MCI has reportedly rejected the application by Deccan College of Medical Sciences (DCMS) asking for an increase in the MBBS seats at the college.
DCMS had earlier filed an application for increasing the intake from the existing 150 to 200 seats.
However, the situation went upside down after the report by MCI assessors, who claim there are several deficiencies noted in the college, as per the MCI prescribed norms. In addition, it has also decided to issue a show-cause notice to the college over the matter. The matter has now become very serious as the MCI team is now questioning the college authorities as to why they should not withdraw recognition even for the existing course at DCMS.
The proposed increase of 50 seats by DCMS was for the 2016-17 session, and has now been completely refuted by the MCI after certain observations made by the inspection team, who visited the college on January 21 and 22. It has been alleged that the Deccan college fails eligibilty rules, such as not complying with the norms relating to faculty and other departments.
The appointed MCI assessors have submitted the report to the executive committee of the MCI, which later decided to reject the application by DCMS.
As reported by Deccan Chronicle, It said: “The applicant college does not meet the qualifying criteria 6(a)(ii), 6(a)(iii) and 6(a) (iv) of opening of new or higher courses of study or training (including postgraduate course of study or training) and increase of admission capacity in any course of study or training.
“OPD (out patient department) attendance, bed occupancy and unitary campus are not as per the (specifications), the executive committee of the Council has decided to return the application for increase in MBBS Seats from 150 to 200 at DCMS Hyderabad under NTR University of Health Sciences under section 10A of the Indian Medical Council Act 1956 for academic year 2016-17 recommending disapproval of the scheme to the central government as there is no provision under section 10A of the Act or the regulations framed therein to keep the application pending in the council office for the next academic year.”

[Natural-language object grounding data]
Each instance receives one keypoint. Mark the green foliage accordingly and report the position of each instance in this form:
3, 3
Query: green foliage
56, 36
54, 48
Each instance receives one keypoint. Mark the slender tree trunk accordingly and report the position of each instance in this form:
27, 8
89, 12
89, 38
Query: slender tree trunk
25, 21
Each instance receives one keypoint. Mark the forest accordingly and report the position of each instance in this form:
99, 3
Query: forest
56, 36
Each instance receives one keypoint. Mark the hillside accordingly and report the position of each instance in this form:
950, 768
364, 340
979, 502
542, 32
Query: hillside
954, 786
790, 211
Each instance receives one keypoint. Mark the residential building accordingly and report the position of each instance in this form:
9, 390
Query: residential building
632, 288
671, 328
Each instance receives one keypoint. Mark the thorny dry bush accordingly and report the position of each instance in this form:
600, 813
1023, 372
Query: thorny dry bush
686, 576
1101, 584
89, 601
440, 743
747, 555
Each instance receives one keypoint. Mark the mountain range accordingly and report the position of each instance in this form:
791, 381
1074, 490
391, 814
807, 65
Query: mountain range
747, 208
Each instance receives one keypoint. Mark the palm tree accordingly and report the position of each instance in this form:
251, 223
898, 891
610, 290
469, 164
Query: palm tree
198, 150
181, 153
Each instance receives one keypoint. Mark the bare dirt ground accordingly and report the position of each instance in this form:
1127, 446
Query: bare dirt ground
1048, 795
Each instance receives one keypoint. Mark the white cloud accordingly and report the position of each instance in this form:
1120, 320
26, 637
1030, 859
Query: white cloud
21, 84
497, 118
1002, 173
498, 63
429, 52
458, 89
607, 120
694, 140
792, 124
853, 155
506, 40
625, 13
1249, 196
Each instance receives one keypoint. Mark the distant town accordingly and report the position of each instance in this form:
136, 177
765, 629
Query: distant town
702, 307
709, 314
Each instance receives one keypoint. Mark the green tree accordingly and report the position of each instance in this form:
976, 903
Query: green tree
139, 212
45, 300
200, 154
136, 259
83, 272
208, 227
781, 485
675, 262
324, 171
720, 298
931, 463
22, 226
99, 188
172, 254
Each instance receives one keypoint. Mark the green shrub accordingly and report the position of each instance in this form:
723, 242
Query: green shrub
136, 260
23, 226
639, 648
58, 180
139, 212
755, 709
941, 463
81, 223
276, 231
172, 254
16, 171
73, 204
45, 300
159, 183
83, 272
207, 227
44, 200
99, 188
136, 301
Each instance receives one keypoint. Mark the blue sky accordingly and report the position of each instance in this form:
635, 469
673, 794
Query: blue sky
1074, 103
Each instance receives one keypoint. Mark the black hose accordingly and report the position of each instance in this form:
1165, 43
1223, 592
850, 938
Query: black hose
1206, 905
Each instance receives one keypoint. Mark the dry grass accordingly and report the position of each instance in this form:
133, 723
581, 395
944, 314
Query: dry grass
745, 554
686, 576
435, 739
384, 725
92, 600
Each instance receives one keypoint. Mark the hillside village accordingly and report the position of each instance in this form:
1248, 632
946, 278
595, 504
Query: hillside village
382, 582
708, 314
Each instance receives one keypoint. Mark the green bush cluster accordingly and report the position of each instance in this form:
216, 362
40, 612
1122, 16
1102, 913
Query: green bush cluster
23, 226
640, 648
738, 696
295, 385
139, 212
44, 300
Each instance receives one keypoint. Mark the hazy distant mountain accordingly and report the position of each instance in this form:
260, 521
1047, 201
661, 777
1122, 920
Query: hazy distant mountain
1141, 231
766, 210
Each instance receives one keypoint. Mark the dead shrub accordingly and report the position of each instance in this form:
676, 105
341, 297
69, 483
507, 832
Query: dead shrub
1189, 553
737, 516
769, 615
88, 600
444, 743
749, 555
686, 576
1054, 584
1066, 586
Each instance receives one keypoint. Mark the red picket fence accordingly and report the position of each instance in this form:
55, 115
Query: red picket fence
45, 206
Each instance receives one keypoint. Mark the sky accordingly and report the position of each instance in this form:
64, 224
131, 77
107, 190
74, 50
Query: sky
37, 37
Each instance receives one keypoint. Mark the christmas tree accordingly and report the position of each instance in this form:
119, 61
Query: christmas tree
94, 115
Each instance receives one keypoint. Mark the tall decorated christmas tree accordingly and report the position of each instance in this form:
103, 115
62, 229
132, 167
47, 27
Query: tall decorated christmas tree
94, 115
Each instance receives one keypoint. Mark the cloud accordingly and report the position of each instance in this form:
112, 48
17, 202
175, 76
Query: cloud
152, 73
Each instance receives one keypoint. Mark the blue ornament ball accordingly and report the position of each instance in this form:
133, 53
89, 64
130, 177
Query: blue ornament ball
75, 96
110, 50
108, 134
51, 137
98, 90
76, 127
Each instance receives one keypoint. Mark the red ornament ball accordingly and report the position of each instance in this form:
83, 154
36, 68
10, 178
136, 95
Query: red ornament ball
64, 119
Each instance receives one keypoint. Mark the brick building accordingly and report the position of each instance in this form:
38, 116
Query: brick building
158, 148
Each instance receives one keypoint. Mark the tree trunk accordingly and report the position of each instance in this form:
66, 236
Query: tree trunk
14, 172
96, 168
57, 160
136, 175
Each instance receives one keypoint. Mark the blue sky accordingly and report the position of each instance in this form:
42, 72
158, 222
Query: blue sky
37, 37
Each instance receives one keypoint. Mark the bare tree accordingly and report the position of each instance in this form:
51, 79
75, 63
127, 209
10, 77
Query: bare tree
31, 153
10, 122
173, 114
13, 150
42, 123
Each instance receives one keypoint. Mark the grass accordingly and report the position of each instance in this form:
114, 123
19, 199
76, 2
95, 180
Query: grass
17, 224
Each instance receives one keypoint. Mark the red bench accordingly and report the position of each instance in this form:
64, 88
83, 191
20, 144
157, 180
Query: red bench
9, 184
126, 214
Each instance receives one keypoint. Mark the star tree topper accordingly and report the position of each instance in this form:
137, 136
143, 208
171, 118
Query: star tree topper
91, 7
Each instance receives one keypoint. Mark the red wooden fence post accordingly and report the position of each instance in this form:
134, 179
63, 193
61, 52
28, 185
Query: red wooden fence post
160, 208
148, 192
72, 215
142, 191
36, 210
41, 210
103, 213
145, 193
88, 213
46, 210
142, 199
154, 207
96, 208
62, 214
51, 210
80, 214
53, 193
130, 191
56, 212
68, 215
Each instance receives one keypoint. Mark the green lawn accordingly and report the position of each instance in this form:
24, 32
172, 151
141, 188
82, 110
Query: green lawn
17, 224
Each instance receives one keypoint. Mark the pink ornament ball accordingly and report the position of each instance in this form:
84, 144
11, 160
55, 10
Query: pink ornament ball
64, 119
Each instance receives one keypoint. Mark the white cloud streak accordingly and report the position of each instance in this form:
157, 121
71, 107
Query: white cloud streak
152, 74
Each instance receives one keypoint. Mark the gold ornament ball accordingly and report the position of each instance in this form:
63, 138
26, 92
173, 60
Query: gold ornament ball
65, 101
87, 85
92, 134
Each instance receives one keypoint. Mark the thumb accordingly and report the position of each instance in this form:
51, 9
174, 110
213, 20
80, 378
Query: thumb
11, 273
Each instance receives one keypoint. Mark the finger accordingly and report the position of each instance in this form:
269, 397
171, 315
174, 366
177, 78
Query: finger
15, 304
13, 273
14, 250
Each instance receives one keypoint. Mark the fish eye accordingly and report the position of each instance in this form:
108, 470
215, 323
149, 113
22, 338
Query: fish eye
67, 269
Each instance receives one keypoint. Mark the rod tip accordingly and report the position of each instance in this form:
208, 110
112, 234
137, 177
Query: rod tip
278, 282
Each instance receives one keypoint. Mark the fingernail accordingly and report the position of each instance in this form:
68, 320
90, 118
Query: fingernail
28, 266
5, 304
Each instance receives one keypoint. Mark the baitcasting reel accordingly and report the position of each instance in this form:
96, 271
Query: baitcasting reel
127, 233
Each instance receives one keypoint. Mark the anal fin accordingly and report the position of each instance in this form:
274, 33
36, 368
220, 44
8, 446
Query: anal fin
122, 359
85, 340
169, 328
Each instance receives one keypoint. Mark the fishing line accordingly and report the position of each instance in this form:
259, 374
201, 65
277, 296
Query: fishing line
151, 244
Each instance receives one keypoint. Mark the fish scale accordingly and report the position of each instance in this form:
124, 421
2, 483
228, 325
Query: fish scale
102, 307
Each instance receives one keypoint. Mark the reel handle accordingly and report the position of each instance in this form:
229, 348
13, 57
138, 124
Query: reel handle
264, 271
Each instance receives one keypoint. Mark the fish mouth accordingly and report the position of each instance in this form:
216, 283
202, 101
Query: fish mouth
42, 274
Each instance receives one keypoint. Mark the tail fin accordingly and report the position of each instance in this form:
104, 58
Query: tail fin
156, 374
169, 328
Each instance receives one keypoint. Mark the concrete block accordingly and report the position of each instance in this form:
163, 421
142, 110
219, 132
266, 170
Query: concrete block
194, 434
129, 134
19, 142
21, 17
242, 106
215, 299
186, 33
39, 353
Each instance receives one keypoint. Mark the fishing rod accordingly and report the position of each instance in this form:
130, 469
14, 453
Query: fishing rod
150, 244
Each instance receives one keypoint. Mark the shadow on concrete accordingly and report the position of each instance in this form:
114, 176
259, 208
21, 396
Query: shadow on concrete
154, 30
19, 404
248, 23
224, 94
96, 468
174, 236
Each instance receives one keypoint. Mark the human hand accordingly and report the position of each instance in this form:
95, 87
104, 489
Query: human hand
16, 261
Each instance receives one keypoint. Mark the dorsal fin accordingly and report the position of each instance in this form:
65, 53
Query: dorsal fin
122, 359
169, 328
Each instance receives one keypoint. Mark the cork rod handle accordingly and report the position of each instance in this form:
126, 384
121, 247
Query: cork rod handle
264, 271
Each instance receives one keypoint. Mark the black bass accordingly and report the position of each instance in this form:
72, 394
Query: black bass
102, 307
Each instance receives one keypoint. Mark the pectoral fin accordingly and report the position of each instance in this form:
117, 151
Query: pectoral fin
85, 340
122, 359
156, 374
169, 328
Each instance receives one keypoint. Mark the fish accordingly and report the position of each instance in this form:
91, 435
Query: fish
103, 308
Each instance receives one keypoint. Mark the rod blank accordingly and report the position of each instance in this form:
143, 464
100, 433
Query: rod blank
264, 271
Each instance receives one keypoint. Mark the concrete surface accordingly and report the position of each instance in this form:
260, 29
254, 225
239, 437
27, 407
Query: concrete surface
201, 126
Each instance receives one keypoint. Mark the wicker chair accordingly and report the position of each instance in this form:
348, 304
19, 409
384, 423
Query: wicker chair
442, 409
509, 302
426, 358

Tasks to perform |
- 1) According to the article on the DCMS seat application, on which dates did the inspection team visit the college?
- 2) Edit the article on the DCMS seat application: write out again the part that opens with the words containing "The proposed increase" and closes with "application by DCMS.", putting "assessment team" in place of "inspection team".
- 3) Resume the article on the DCMS seat application from where it stops.
The rows have no role in this work.

Task answers |
- 1) On January 21 and 22.

- 2)
The proposed increase of 50 seats by DCMS was for the 2016-17 session, and has now been completely refuted by the MCI after certain observations made by the assessment team, who visited the college on January 21 and 22. It has been alleged that the Deccan college fails eligibilty rules, such as not complying with the norms relating to faculty and other departments.
The appointed MCI assessors have submitted the report to the executive committee of the MCI, which later decided to reject the application by DCMS.

- 3)
It decided to invoke its powers under clause 8(3)(1)(c) of Establish-ment of Medical College Regulation (Amendment) Act, 2010 and serve a show-cause notice.
For this, it quoted the rule: “It is observed during any regular inspection of the institute that the deficiency of teaching faculty and/or residents is more than 10 per cent and/or bed occupancy is less than 80 per cent. Such an institute will not be considered for processing applications for postgraduate courses in the academic year and will be issued show-cause notices as to why the recommendation for withdrawal of recognition of the courses run by that institute should not be made for undergraduate and postgraduate courses which are recognised under section 11(2) of the Act along with direction of stoppage of admissions in permitted postgraduate courses.”
When contacted, a senior official from DCMS who wished not to be quoted said: “We are in the process of rectifying all the deficiencies.” The principal and CEO of DCMS said that only managing director of DCMS, Mr Akbaruddin Owaisi, was authorised to speak on the issue.